## Begin Document extract

Just a reminder…

August 16, 2010 | By | 3 Replies More

…that we live in a country where it is necessary to draft legislation to prevent the government from killing you without due process.

H.R. 6010, introduced by Dennis Kucinich, would prohibit anyone (including the President!) from the extrajudicial killing of an American citizen.  It includes this reminder of just how far we’ve come from our foundational principles:

Dennis Kucinich, trying to stop the government from assassinating you without due process.

Sec. 2. (1): due process of law is a fundamental principle in the United States Constitution, the United States has a commitment to the principles included in the Bill of Rights, and no United States citizen, regardless of location, can be ‘deprived of life, liberty, property, without due process of law’, as stated in Article XIV of the Constitution

But that was back when the Constitution actually meant something, before we had to throw all those pesky rights away in the name of the “War on Terror”.  I should get over my insistence that we stick to an outdated thing like the Constitution.  After all, as President George W. Bush reportedly opined, “It’s just a goddamned piece of paper!”  There appears to be some debate over the veracity of that quotation, but I’m including it here on the basis that Bush acted as if the quotation were true, regardless of whether he ever actually said those exact words.

## End Document extract
## Begin Given material

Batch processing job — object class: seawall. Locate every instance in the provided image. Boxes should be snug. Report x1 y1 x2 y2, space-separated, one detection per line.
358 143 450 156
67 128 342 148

## End Given material

**Requirements:**
• A. Repeat the passage from the due process post between "Just a reminder…" and "assassinating you without due process.", inclusive, word for word.
• B. Pick up the due process post after its last sentence and write the next part.

**The answers:**
• A.
Just a reminder…

August 16, 2010 | By | 3 Replies More

…that we live in a country where it is necessary to draft legislation to prevent the government from killing you without due process.

H.R. 6010, introduced by Dennis Kucinich, would prohibit anyone (including the President!) from the extrajudicial killing of an American citizen.  It includes this reminder of just how far we’ve come from our foundational principles:

Dennis Kucinich, trying to stop the government from assassinating you without due process.

• B.
And there can no longer be any doubt that the Constitution is outdated.  Let’s review a couple of the rights which were formerly guaranteed to people in America:

And according to this brochure from the FBI (p.1), something like making “numerous references to US constitution” is a tip that you may be dealing with a “domestic terrorist”.  Apparently, only right-wing extremists style themselves as “‘defenders’ of US Constitution against federal government”.  Clearly, defending the Constitution makes them terrorists– the federal government would never do anything unconstitutional, would they?  Like, for example, killing American citizens without due process?  Nah, they would only kill terrorists that way…. uh-oh.  See how we come full-circle?  Questioning the right of the government to do whatever it likes (including kill you), makes you a terrorist.   And terrorists are eligible to be killed, with no oversight, no questions asked.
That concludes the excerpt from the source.